What is required ->
Your task is to transcribe the entries below exactly, beginning with the line containing "the bicycle rear" and ending with the final line, and to add nothing else.

--- begin Data shown ---

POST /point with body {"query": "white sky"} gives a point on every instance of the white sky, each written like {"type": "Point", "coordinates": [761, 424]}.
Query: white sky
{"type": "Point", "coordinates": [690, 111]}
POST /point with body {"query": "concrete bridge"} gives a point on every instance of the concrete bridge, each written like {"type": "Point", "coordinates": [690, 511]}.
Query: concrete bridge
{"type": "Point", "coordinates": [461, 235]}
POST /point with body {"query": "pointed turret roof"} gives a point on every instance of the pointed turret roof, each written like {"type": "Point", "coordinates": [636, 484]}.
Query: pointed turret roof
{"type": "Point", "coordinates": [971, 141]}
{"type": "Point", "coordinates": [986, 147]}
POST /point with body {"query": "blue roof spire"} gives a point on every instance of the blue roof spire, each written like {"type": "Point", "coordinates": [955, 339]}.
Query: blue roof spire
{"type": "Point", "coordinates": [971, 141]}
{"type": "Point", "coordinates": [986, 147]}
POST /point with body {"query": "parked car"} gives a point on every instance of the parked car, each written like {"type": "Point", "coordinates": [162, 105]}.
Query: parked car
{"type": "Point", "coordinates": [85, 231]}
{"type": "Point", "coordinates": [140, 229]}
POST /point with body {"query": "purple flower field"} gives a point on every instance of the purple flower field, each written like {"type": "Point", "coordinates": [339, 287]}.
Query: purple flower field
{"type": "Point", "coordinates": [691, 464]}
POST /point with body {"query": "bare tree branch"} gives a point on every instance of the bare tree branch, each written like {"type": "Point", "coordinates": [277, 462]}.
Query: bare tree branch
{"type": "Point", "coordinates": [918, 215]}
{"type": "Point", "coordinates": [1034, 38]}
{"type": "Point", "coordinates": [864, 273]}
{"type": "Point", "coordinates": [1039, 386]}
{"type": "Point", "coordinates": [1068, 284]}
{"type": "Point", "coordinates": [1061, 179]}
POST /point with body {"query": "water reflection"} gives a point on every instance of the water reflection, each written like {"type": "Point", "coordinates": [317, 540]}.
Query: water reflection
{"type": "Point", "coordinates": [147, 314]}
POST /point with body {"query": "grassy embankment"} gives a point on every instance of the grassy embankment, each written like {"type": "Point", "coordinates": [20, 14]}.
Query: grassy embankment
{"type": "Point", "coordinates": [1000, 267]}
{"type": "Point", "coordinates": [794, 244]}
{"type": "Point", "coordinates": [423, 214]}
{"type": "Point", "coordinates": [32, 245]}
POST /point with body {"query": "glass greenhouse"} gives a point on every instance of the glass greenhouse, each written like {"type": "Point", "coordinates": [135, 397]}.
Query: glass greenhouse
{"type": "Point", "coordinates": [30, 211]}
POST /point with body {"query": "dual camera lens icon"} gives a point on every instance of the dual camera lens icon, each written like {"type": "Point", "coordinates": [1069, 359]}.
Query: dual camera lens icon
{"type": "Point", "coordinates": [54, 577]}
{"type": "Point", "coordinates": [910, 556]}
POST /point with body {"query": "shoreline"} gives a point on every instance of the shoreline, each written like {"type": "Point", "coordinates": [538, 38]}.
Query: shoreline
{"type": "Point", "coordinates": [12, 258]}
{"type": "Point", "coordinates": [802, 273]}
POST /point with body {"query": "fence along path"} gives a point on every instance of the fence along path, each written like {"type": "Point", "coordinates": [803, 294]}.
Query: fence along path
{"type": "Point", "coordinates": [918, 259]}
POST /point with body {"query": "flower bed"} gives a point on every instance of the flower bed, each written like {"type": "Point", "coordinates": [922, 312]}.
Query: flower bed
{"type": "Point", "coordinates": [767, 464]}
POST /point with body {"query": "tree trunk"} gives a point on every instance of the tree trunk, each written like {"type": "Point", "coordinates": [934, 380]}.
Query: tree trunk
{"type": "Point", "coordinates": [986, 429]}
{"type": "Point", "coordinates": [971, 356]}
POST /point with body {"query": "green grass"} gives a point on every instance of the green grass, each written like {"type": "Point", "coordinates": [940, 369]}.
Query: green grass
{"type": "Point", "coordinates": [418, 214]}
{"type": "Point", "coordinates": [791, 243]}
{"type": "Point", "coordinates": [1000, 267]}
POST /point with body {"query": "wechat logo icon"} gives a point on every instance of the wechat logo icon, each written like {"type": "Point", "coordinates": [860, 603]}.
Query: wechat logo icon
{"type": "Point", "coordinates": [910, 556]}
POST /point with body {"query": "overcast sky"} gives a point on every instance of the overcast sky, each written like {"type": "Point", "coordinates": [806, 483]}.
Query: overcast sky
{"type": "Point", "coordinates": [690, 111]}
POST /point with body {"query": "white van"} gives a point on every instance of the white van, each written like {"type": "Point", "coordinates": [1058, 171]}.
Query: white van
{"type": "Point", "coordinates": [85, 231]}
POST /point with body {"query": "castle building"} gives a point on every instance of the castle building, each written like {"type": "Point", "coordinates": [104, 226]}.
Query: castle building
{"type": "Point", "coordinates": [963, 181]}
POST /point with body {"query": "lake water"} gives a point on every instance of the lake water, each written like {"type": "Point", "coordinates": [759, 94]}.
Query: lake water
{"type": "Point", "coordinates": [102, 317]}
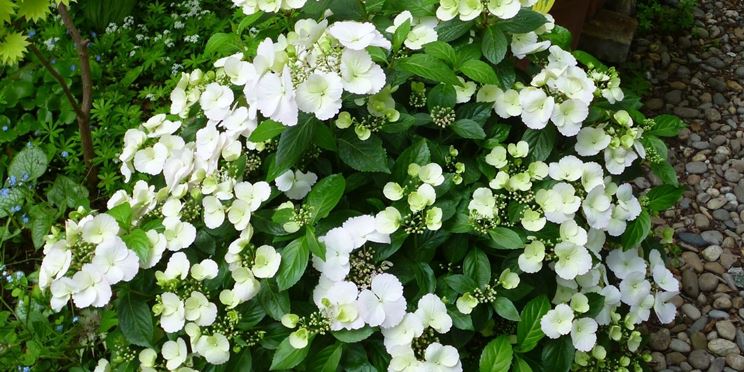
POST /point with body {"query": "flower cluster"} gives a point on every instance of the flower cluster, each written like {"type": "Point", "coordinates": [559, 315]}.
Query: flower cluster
{"type": "Point", "coordinates": [438, 232]}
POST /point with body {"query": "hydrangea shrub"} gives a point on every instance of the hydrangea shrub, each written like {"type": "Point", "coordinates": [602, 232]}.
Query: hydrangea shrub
{"type": "Point", "coordinates": [381, 185]}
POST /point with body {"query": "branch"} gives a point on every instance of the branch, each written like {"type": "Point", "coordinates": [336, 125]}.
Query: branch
{"type": "Point", "coordinates": [86, 140]}
{"type": "Point", "coordinates": [55, 74]}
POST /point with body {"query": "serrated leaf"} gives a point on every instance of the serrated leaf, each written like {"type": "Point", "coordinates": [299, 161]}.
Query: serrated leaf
{"type": "Point", "coordinates": [494, 45]}
{"type": "Point", "coordinates": [505, 238]}
{"type": "Point", "coordinates": [467, 128]}
{"type": "Point", "coordinates": [222, 44]}
{"type": "Point", "coordinates": [479, 71]}
{"type": "Point", "coordinates": [364, 156]}
{"type": "Point", "coordinates": [267, 130]}
{"type": "Point", "coordinates": [324, 196]}
{"type": "Point", "coordinates": [428, 67]}
{"type": "Point", "coordinates": [529, 332]}
{"type": "Point", "coordinates": [441, 50]}
{"type": "Point", "coordinates": [497, 355]}
{"type": "Point", "coordinates": [28, 165]}
{"type": "Point", "coordinates": [287, 357]}
{"type": "Point", "coordinates": [135, 320]}
{"type": "Point", "coordinates": [506, 309]}
{"type": "Point", "coordinates": [295, 257]}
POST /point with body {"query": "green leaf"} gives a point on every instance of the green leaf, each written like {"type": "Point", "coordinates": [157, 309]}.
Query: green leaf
{"type": "Point", "coordinates": [135, 320]}
{"type": "Point", "coordinates": [267, 130]}
{"type": "Point", "coordinates": [666, 126]}
{"type": "Point", "coordinates": [428, 67]}
{"type": "Point", "coordinates": [364, 156]}
{"type": "Point", "coordinates": [326, 360]}
{"type": "Point", "coordinates": [295, 257]}
{"type": "Point", "coordinates": [467, 128]}
{"type": "Point", "coordinates": [506, 309]}
{"type": "Point", "coordinates": [353, 336]}
{"type": "Point", "coordinates": [505, 238]}
{"type": "Point", "coordinates": [520, 365]}
{"type": "Point", "coordinates": [138, 242]}
{"type": "Point", "coordinates": [312, 244]}
{"type": "Point", "coordinates": [13, 199]}
{"type": "Point", "coordinates": [461, 283]}
{"type": "Point", "coordinates": [122, 213]}
{"type": "Point", "coordinates": [442, 95]}
{"type": "Point", "coordinates": [665, 172]}
{"type": "Point", "coordinates": [287, 357]}
{"type": "Point", "coordinates": [497, 355]}
{"type": "Point", "coordinates": [28, 165]}
{"type": "Point", "coordinates": [42, 219]}
{"type": "Point", "coordinates": [400, 34]}
{"type": "Point", "coordinates": [452, 29]}
{"type": "Point", "coordinates": [66, 193]}
{"type": "Point", "coordinates": [477, 266]}
{"type": "Point", "coordinates": [494, 45]}
{"type": "Point", "coordinates": [541, 142]}
{"type": "Point", "coordinates": [663, 197]}
{"type": "Point", "coordinates": [441, 50]}
{"type": "Point", "coordinates": [479, 71]}
{"type": "Point", "coordinates": [529, 332]}
{"type": "Point", "coordinates": [417, 153]}
{"type": "Point", "coordinates": [637, 231]}
{"type": "Point", "coordinates": [222, 44]}
{"type": "Point", "coordinates": [325, 195]}
{"type": "Point", "coordinates": [559, 36]}
{"type": "Point", "coordinates": [292, 144]}
{"type": "Point", "coordinates": [559, 354]}
{"type": "Point", "coordinates": [525, 21]}
{"type": "Point", "coordinates": [248, 21]}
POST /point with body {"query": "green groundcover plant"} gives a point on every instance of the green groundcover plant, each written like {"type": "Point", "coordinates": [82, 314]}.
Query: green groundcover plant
{"type": "Point", "coordinates": [381, 185]}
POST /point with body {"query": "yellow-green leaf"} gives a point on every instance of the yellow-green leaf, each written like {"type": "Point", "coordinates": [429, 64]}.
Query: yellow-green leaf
{"type": "Point", "coordinates": [33, 10]}
{"type": "Point", "coordinates": [12, 48]}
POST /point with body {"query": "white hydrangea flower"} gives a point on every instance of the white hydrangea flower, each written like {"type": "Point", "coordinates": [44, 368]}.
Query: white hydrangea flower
{"type": "Point", "coordinates": [433, 313]}
{"type": "Point", "coordinates": [99, 228]}
{"type": "Point", "coordinates": [114, 261]}
{"type": "Point", "coordinates": [590, 141]}
{"type": "Point", "coordinates": [295, 185]}
{"type": "Point", "coordinates": [584, 334]}
{"type": "Point", "coordinates": [266, 262]}
{"type": "Point", "coordinates": [214, 348]}
{"type": "Point", "coordinates": [530, 261]}
{"type": "Point", "coordinates": [383, 304]}
{"type": "Point", "coordinates": [558, 321]}
{"type": "Point", "coordinates": [524, 44]}
{"type": "Point", "coordinates": [537, 107]}
{"type": "Point", "coordinates": [568, 116]}
{"type": "Point", "coordinates": [483, 202]}
{"type": "Point", "coordinates": [358, 36]}
{"type": "Point", "coordinates": [172, 313]}
{"type": "Point", "coordinates": [199, 310]}
{"type": "Point", "coordinates": [174, 353]}
{"type": "Point", "coordinates": [573, 260]}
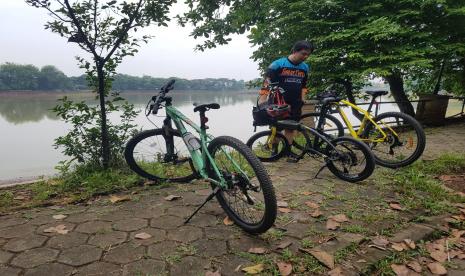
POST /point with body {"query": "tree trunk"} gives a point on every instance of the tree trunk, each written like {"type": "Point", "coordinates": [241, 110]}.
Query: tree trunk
{"type": "Point", "coordinates": [396, 84]}
{"type": "Point", "coordinates": [103, 114]}
{"type": "Point", "coordinates": [438, 83]}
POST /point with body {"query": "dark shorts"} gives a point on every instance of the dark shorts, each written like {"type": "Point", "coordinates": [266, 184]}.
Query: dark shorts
{"type": "Point", "coordinates": [296, 111]}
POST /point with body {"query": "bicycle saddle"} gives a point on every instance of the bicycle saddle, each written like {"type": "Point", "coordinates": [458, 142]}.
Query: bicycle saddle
{"type": "Point", "coordinates": [287, 124]}
{"type": "Point", "coordinates": [377, 93]}
{"type": "Point", "coordinates": [205, 107]}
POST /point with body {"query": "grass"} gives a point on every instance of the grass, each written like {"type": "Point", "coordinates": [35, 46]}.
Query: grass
{"type": "Point", "coordinates": [419, 189]}
{"type": "Point", "coordinates": [79, 184]}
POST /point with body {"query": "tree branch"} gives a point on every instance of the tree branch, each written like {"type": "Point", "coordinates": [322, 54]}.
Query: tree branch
{"type": "Point", "coordinates": [124, 31]}
{"type": "Point", "coordinates": [80, 31]}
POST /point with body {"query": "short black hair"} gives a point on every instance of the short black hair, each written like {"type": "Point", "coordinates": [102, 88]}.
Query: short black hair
{"type": "Point", "coordinates": [303, 45]}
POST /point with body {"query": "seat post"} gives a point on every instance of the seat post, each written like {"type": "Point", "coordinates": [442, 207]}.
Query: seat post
{"type": "Point", "coordinates": [203, 119]}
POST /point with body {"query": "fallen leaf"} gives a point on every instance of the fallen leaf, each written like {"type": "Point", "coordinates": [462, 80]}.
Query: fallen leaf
{"type": "Point", "coordinates": [60, 229]}
{"type": "Point", "coordinates": [172, 197]}
{"type": "Point", "coordinates": [115, 198]}
{"type": "Point", "coordinates": [380, 241]}
{"type": "Point", "coordinates": [59, 216]}
{"type": "Point", "coordinates": [284, 210]}
{"type": "Point", "coordinates": [257, 250]}
{"type": "Point", "coordinates": [284, 268]}
{"type": "Point", "coordinates": [339, 218]}
{"type": "Point", "coordinates": [397, 246]}
{"type": "Point", "coordinates": [437, 268]}
{"type": "Point", "coordinates": [410, 243]}
{"type": "Point", "coordinates": [400, 270]}
{"type": "Point", "coordinates": [395, 206]}
{"type": "Point", "coordinates": [415, 266]}
{"type": "Point", "coordinates": [312, 205]}
{"type": "Point", "coordinates": [254, 269]}
{"type": "Point", "coordinates": [142, 236]}
{"type": "Point", "coordinates": [324, 257]}
{"type": "Point", "coordinates": [439, 256]}
{"type": "Point", "coordinates": [316, 213]}
{"type": "Point", "coordinates": [336, 272]}
{"type": "Point", "coordinates": [210, 273]}
{"type": "Point", "coordinates": [332, 225]}
{"type": "Point", "coordinates": [454, 253]}
{"type": "Point", "coordinates": [227, 221]}
{"type": "Point", "coordinates": [284, 245]}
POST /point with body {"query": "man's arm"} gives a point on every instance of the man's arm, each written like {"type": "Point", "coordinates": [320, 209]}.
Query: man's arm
{"type": "Point", "coordinates": [271, 76]}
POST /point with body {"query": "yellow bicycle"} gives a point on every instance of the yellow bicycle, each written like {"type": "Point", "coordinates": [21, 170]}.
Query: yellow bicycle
{"type": "Point", "coordinates": [395, 138]}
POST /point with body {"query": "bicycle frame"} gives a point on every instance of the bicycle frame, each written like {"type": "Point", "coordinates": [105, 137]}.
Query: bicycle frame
{"type": "Point", "coordinates": [200, 157]}
{"type": "Point", "coordinates": [366, 118]}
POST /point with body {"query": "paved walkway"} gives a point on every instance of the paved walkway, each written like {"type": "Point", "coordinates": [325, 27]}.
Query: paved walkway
{"type": "Point", "coordinates": [99, 238]}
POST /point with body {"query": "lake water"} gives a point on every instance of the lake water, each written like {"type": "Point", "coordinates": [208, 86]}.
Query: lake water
{"type": "Point", "coordinates": [28, 127]}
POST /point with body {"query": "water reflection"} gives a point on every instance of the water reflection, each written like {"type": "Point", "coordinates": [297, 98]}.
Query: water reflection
{"type": "Point", "coordinates": [18, 108]}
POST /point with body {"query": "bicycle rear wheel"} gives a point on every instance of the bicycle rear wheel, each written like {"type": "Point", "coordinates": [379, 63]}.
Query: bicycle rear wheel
{"type": "Point", "coordinates": [147, 154]}
{"type": "Point", "coordinates": [350, 160]}
{"type": "Point", "coordinates": [249, 199]}
{"type": "Point", "coordinates": [404, 143]}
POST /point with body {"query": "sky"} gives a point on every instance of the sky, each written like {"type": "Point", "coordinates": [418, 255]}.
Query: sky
{"type": "Point", "coordinates": [169, 54]}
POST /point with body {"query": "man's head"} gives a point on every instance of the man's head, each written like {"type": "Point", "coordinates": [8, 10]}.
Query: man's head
{"type": "Point", "coordinates": [301, 50]}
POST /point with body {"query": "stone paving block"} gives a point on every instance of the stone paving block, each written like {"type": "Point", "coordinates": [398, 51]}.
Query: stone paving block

--- end Data shown ---

Task solution ->
POST /point with body {"query": "bicycle rear wheel"} gives a point on every instance of the bicycle rear wheel, each written like {"type": "Point", "coordinates": [379, 63]}.
Query: bicycle rear wheel
{"type": "Point", "coordinates": [147, 154]}
{"type": "Point", "coordinates": [350, 160]}
{"type": "Point", "coordinates": [249, 199]}
{"type": "Point", "coordinates": [404, 143]}
POST /point with body {"query": "sky"} gives a point on every instance of the sky, each written like {"type": "Point", "coordinates": [418, 255]}.
Query: sky
{"type": "Point", "coordinates": [169, 54]}
POST /point with body {"query": "man's head"} gives a point on every instance of the man's head, each written like {"type": "Point", "coordinates": [8, 10]}.
Query: man's head
{"type": "Point", "coordinates": [301, 50]}
POST /point with body {"query": "stone paving block"} gives a point on every instance of the stone paving block, each written like {"type": "Point", "coordinates": [398, 51]}.
Query: stone paving block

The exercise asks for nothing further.